━━━━━ TEXT PROVIDED ━━━━━

Variations and Mutations
- Scientists have identified
about 1.4 million locations where single-base DNA differences (SNPs) occur
in humans. This information promises to revolutionize the processes of finding
chromosomal locations for disease-associated sequences and tracing human history.
- The ratio of germline
(sperm or egg cell) mutations is 2:1 in males vs females. Researchers point
to several reasons for the higher mutation rate in the male germline, including
the greater number of cell divisions required for sperm formation than for
eggs.
What We Still Don't Understand:
A Checklist for Future Research
- Exact gene number, exact
locations, and functions
- Gene regulation
- DNA sequence organization
- Chromosomal structure
and organization
- Noncoding DNA types,
amount, distribution, information content, and functions
- Coordination of gene
expression, protein synthesis, and post-translational events
- Interaction of proteins
in complex molecular machines
- Predicted vs experimentally
determined gene function
- Evolutionary conservation
among organisms
- Protein conservation
(structure and function)
- Proteomes (total protein
content and function) in organisms
- Correlation of SNPs (single-base
DNA variations among individuals) with health and disease
- Disease-susceptibility
prediction based on gene sequence variation
- Genes involved in complex
traits and multigene diseases
- Complex systems biology,
including microbial consortia useful for environmental restoration
- Developmental genetics,
genomics
Applications, Future
Challenges
Deriving meaningful knowledge from the DNA sequence will define research through
the coming decades to inform our understanding of biological systems. This enormous
task will require the expertise and creativity of tens of thousands of scientists
from varied disciplines in both the public and private sectors worldwide.
The draft sequence already
is having an impact on finding genes associated with disease. Over 30 genes
have been pinpointed and associated with breast cancer, muscle disease, deafness,
and blindness. Additionally, finding the DNA sequences underlying such common
diseases as cardiovascular disease, diabetes, arthritis, and cancers is being
aided by the human variation maps (SNPs) generated in the HGP in cooperation
with the private sector. These genes and SNPs provide focused targets for the
development of effective new therapies.
One of the greatest impacts
of having the sequence may well be in enabling an entirely new approach to biological
research. In the past, researchers studied one or a few genes at a time. With
whole-genome sequences and new high-throughput technologies, they can approach
questions systematically and on a grand scale. They can study all the genes
in a genome, for example, or all the transcripts in a particular tissue or organ
or tumor, or how tens of thousands of genes and proteins work together in interconnected
networks to orchestrate the chemistry of life.
Post-sequencing projects
are well under way worldwide. (See Genomics:GTL).
These explorations will result in a profound, new, and more comprehensive understanding
of complex living systems, with applications to agriculture, human health, energy,
global climate change, and environmental remediation, among others.

━━━━━ INFORMATION SUPPLIED ━━━━━

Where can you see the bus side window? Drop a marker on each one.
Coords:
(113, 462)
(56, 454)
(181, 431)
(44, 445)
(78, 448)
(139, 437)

━━━━━

Quote, word for word, the part of the human genome text from "One of the greatest" to "worldwide. (See Genomics:GTL).".

One of the greatest impacts
of having the sequence may well be in enabling an entirely new approach to biological
research. In the past, researchers studied one or a few genes at a time. With
whole-genome sequences and new high-throughput technologies, they can approach
questions systematically and on a grand scale. They can study all the genes
in a genome, for example, or all the transcripts in a particular tissue or organ
or tumor, or how tens of thousands of genes and proteins work together in interconnected
networks to orchestrate the chemistry of life.
Post-sequencing projects
are well under way worldwide. (See Genomics:GTL).